== Set exercise ==
Copy out exactly the lines running from the one with "ROI forested hill" through the final line, both ends included, and nothing else. Pictures stay out of the copy.

== Supplied records ==
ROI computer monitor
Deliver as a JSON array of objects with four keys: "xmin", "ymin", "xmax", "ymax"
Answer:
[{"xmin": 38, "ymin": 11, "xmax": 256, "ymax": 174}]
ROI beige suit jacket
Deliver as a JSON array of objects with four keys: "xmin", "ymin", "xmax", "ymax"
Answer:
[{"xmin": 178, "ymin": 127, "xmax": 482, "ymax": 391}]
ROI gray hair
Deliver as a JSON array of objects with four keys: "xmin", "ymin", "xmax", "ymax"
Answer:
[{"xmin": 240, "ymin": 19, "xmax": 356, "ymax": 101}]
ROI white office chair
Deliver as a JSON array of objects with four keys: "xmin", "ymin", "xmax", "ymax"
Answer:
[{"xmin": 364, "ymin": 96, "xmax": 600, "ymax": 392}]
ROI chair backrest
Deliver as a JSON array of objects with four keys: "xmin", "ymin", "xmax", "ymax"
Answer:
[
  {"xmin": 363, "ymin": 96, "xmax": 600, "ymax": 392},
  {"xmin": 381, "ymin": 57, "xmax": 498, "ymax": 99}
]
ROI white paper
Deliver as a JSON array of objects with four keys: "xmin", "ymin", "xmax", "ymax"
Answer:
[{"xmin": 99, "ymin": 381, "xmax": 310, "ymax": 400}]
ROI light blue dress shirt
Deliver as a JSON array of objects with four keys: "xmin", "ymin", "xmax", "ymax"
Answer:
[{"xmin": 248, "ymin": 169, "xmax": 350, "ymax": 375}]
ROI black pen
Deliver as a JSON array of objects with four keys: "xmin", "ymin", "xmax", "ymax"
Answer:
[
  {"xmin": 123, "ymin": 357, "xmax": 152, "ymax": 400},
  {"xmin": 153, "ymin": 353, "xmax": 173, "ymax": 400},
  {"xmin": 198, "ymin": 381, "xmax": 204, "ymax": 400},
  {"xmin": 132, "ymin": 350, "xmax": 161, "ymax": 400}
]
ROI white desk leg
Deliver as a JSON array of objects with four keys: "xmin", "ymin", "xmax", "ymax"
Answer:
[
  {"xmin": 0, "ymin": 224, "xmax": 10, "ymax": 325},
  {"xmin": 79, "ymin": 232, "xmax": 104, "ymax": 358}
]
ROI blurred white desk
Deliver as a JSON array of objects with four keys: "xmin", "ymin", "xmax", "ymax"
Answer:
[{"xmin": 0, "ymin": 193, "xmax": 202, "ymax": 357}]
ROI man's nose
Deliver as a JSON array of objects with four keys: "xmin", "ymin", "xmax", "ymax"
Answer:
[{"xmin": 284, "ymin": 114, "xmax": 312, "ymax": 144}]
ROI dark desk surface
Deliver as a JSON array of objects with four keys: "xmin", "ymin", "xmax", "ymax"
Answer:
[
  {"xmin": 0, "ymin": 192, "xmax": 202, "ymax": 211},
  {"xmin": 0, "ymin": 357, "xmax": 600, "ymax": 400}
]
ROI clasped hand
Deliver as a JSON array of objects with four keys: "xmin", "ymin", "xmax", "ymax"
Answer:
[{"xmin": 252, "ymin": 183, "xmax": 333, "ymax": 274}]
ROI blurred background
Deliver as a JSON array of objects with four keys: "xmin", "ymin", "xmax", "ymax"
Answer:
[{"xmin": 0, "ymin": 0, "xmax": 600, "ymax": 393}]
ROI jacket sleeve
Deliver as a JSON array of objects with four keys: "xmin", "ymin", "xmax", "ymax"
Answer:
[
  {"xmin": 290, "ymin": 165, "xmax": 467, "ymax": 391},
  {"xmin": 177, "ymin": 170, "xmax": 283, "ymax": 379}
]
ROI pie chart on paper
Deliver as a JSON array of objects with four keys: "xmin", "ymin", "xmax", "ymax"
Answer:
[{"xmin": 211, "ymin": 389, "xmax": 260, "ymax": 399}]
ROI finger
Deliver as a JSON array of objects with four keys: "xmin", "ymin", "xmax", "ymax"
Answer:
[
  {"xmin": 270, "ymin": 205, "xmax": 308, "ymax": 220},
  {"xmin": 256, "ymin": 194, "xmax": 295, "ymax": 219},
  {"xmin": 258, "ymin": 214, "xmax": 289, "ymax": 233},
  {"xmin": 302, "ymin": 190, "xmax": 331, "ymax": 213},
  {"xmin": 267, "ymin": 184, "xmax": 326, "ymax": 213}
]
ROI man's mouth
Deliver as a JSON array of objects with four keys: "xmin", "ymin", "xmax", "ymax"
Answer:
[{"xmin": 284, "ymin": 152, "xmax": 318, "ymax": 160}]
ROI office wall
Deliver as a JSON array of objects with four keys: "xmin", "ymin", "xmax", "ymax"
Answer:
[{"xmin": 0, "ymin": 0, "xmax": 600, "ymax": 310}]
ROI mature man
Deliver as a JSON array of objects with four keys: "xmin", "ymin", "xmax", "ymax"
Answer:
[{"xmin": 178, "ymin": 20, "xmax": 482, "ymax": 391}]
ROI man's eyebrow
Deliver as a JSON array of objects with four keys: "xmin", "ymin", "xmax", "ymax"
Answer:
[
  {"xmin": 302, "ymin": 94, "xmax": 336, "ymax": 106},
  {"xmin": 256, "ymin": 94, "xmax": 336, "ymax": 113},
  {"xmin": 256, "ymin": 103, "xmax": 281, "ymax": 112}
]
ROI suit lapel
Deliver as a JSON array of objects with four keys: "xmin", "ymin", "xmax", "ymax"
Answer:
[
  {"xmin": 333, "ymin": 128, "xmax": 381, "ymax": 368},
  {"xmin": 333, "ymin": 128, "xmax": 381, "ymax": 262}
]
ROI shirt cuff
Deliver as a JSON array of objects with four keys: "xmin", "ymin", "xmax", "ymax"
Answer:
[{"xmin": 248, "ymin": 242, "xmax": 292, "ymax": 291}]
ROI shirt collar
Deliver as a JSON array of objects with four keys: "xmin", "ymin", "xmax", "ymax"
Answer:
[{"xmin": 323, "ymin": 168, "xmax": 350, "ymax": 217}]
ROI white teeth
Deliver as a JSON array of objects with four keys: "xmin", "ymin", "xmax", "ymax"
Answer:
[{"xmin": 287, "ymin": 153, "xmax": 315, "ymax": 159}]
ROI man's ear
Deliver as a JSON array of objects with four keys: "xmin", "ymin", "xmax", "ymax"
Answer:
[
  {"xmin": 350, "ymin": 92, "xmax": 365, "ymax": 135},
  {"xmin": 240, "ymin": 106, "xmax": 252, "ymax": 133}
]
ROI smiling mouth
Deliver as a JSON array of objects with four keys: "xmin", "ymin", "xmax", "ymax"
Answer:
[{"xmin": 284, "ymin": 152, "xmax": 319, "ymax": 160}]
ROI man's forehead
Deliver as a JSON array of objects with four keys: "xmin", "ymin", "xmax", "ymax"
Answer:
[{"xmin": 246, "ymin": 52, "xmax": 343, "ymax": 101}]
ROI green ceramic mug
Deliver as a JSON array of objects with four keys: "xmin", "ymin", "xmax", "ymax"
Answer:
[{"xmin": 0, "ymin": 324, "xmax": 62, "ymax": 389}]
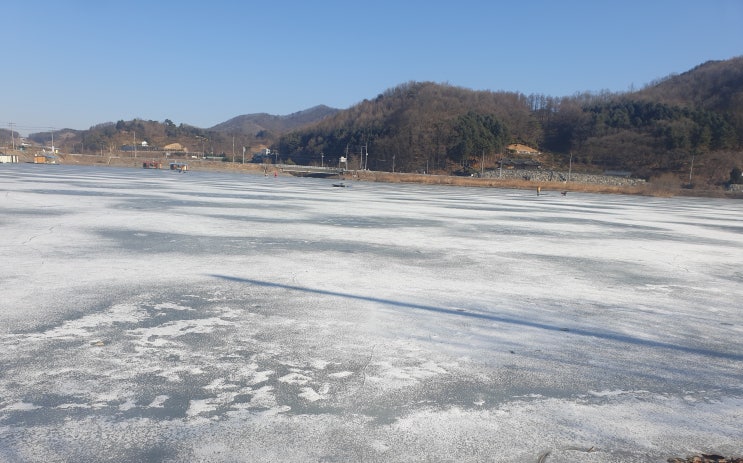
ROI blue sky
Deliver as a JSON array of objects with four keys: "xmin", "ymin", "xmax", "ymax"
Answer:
[{"xmin": 0, "ymin": 0, "xmax": 743, "ymax": 134}]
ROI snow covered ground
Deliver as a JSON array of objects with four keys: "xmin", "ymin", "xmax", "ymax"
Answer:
[{"xmin": 0, "ymin": 164, "xmax": 743, "ymax": 463}]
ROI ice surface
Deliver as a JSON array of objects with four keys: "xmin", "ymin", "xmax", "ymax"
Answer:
[{"xmin": 0, "ymin": 164, "xmax": 743, "ymax": 462}]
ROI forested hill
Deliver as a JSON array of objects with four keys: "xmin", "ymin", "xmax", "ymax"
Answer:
[
  {"xmin": 211, "ymin": 105, "xmax": 338, "ymax": 137},
  {"xmin": 274, "ymin": 57, "xmax": 743, "ymax": 187}
]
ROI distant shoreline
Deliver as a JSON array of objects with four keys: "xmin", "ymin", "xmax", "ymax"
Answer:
[{"xmin": 8, "ymin": 153, "xmax": 743, "ymax": 199}]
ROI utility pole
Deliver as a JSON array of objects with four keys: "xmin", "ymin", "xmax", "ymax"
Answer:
[{"xmin": 568, "ymin": 151, "xmax": 573, "ymax": 182}]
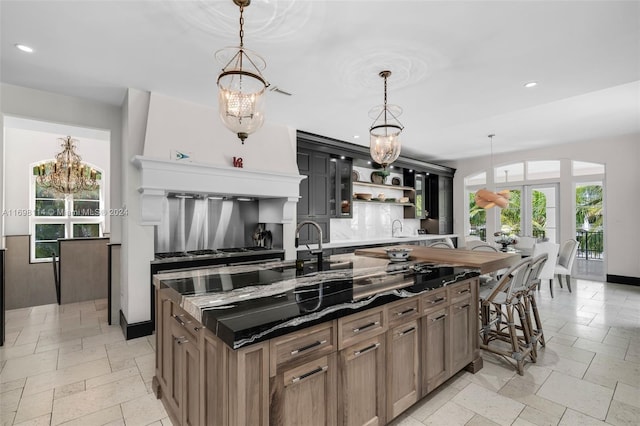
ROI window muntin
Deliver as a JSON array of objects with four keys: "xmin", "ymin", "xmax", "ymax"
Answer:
[
  {"xmin": 464, "ymin": 172, "xmax": 487, "ymax": 186},
  {"xmin": 494, "ymin": 163, "xmax": 524, "ymax": 183},
  {"xmin": 571, "ymin": 161, "xmax": 604, "ymax": 176}
]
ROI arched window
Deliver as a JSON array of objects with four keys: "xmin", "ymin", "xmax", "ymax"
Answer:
[{"xmin": 29, "ymin": 165, "xmax": 106, "ymax": 262}]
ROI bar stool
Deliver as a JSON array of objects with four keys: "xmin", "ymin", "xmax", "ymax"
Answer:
[
  {"xmin": 480, "ymin": 258, "xmax": 536, "ymax": 375},
  {"xmin": 521, "ymin": 253, "xmax": 549, "ymax": 358}
]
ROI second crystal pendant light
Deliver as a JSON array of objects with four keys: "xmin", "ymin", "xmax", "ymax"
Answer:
[{"xmin": 369, "ymin": 71, "xmax": 404, "ymax": 172}]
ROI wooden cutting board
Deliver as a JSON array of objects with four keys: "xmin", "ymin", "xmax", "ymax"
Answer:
[{"xmin": 355, "ymin": 245, "xmax": 520, "ymax": 274}]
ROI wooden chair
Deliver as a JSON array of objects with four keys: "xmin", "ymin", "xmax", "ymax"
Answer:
[
  {"xmin": 480, "ymin": 258, "xmax": 536, "ymax": 375},
  {"xmin": 554, "ymin": 239, "xmax": 578, "ymax": 293},
  {"xmin": 522, "ymin": 253, "xmax": 548, "ymax": 358},
  {"xmin": 51, "ymin": 251, "xmax": 60, "ymax": 305},
  {"xmin": 533, "ymin": 241, "xmax": 560, "ymax": 297}
]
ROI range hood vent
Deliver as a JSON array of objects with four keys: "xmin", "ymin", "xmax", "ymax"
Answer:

== Result ==
ROI forested hill
Deliver as a JSON array of objects with four keys: "xmin", "ymin", "xmax", "ymax"
Answer:
[
  {"xmin": 211, "ymin": 105, "xmax": 338, "ymax": 137},
  {"xmin": 274, "ymin": 57, "xmax": 743, "ymax": 187}
]
ROI distant shoreline
Deliver as a JSON array of objects with four keys: "xmin", "ymin", "xmax", "ymax"
Answer:
[{"xmin": 8, "ymin": 153, "xmax": 743, "ymax": 199}]
ROI utility pole
Deliver as a JSON array of objects with four keys: "xmin", "ymin", "xmax", "ymax"
Answer:
[{"xmin": 568, "ymin": 151, "xmax": 573, "ymax": 182}]
ROI window muntin
Deliver as a JSON array of objects with four keys: "xmin", "ymin", "xmax", "ymax"
Answer:
[
  {"xmin": 464, "ymin": 172, "xmax": 487, "ymax": 186},
  {"xmin": 494, "ymin": 163, "xmax": 524, "ymax": 183},
  {"xmin": 571, "ymin": 161, "xmax": 604, "ymax": 176}
]
ROI arched window
Deliver as a JSON array of objects with four keys: "xmin", "ymin", "xmax", "ymax"
Answer:
[{"xmin": 29, "ymin": 165, "xmax": 106, "ymax": 262}]
ROI bar stool
Deliver as a JSON array of objects with four keys: "xmin", "ymin", "xmax", "ymax"
Answer:
[
  {"xmin": 480, "ymin": 258, "xmax": 536, "ymax": 375},
  {"xmin": 521, "ymin": 253, "xmax": 549, "ymax": 358}
]
ROI second crystal pendant light
Deliver as a JSON array of objects with four keys: "xmin", "ymin", "xmax", "ymax"
Answer:
[{"xmin": 369, "ymin": 71, "xmax": 404, "ymax": 172}]
ROI wooden cutting board
Deliver as a JSON array of objects with four keys: "xmin", "ymin", "xmax", "ymax"
Answer:
[{"xmin": 355, "ymin": 245, "xmax": 520, "ymax": 274}]
ROI wooden chair
Deliver as a JSON array of objects with four keys: "xmin", "ymin", "xmax", "ymax"
Answer:
[
  {"xmin": 480, "ymin": 258, "xmax": 536, "ymax": 375},
  {"xmin": 554, "ymin": 239, "xmax": 578, "ymax": 293},
  {"xmin": 522, "ymin": 253, "xmax": 548, "ymax": 358},
  {"xmin": 51, "ymin": 251, "xmax": 60, "ymax": 305},
  {"xmin": 533, "ymin": 241, "xmax": 560, "ymax": 297}
]
ROI range hood vent
Deliver as a JSON array of objects with four keys: "xmin", "ymin", "xmax", "ymax"
Answer:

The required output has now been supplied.